Copy the following passage on strengthening monetary transmission in the EAC word for word, from its heading through the last point.

→ **Selected extract**:
┌──
B. Confronting the Challenges

Strengthening MTM in the EAC requires, among other things, addressing the following factors and policies, some of which are developmental in nature and would take time to implement:

  • Ensure that monetary targets and interest rate policy are consistent with each other. Interest rate plays a supporting role in a money-focused monetary policy if reserve money continues to be the operating target. In theory, interest rate is endogenous when money is being targeted and should be allowed to play such a role.

  • A high share of currency in circulation in reserve money reduces the role a central bank can play in affecting cost conditions in the economy. As a result, regulating a small part of reserve money, namely, bank reserves, will not be as effective. An interest rate-focused monetary policy may not suffer from the same fate.

  • A large informal economy reduces the role monetary policy can play in influencing cost conditions in financing economic activities, a factor that could go hand in hand with a higher share of currency in circulation. The size of an informal economy and share of currency in circulation could become less of a binding constraint if interest rates fully reflect liquidity conditions and monetary policy and the public becomes aware of the cost of holding idle money balances.

  • A low financial depth or low access to finance reduces the scope and reach of monetary policy.

  • A shallow and limited integration of interbank FX and money markets reduces effectiveness of the exchange rate and interbank interest rates in transmitting changes in monetary policy.

  • Limited competition in the banking sector can reduce interest rate pass-through because actions by monetary authorities may not be fully transmitted to changes in credit availability, loan rates, or deposit rates.

  • High commercial bank excess reserves reduce the role a central bank can play in regulating the market for bank reserves, hence, liquidity in the economy. Banks can simply draw on these balances to lend, which may undo central bank actions.

  • Capital controls can weaken MTM. Presence of significant capital controls can make the exchange rate channel or interest rate channel ineffective because the exchange rate and interest rate may not respond to changes in market fundamentals and capital flows may cease to operate effectively in both directions.
└──
→ **Dataset section**:
┌──
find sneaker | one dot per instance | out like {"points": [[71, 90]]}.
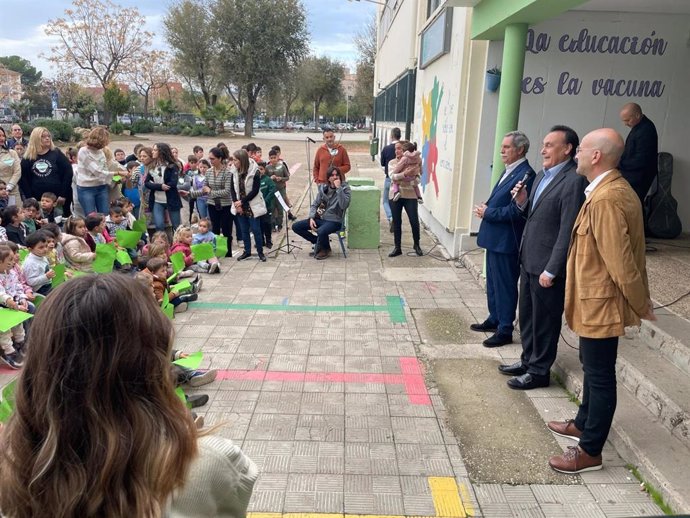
└──
→ **Response to the task**:
B. Confronting the Challenges

Strengthening MTM in the EAC requires, among other things, addressing the following factors and policies, some of which are developmental in nature and would take time to implement:

  • Ensure that monetary targets and interest rate policy are consistent with each other. Interest rate plays a supporting role in a money-focused monetary policy if reserve money continues to be the operating target. In theory, interest rate is endogenous when money is being targeted and should be allowed to play such a role.

  • A high share of currency in circulation in reserve money reduces the role a central bank can play in affecting cost conditions in the economy. As a result, regulating a small part of reserve money, namely, bank reserves, will not be as effective. An interest rate-focused monetary policy may not suffer from the same fate.

  • A large informal economy reduces the role monetary policy can play in influencing cost conditions in financing economic activities, a factor that could go hand in hand with a higher share of currency in circulation. The size of an informal economy and share of currency in circulation could become less of a binding constraint if interest rates fully reflect liquidity conditions and monetary policy and the public becomes aware of the cost of holding idle money balances.

  • A low financial depth or low access to finance reduces the scope and reach of monetary policy.

  • A shallow and limited integration of interbank FX and money markets reduces effectiveness of the exchange rate and interbank interest rates in transmitting changes in monetary policy.

  • Limited competition in the banking sector can reduce interest rate pass-through because actions by monetary authorities may not be fully transmitted to changes in credit availability, loan rates, or deposit rates.

  • High commercial bank excess reserves reduce the role a central bank can play in regulating the market for bank reserves, hence, liquidity in the economy. Banks can simply draw on these balances to lend, which may undo central bank actions.

  • Capital controls can weaken MTM. Presence of significant capital controls can make the exchange rate channel or interest rate channel ineffective because the exchange rate and interest rate may not respond to changes in market fundamentals and capital flows may cease to operate effectively in both directions.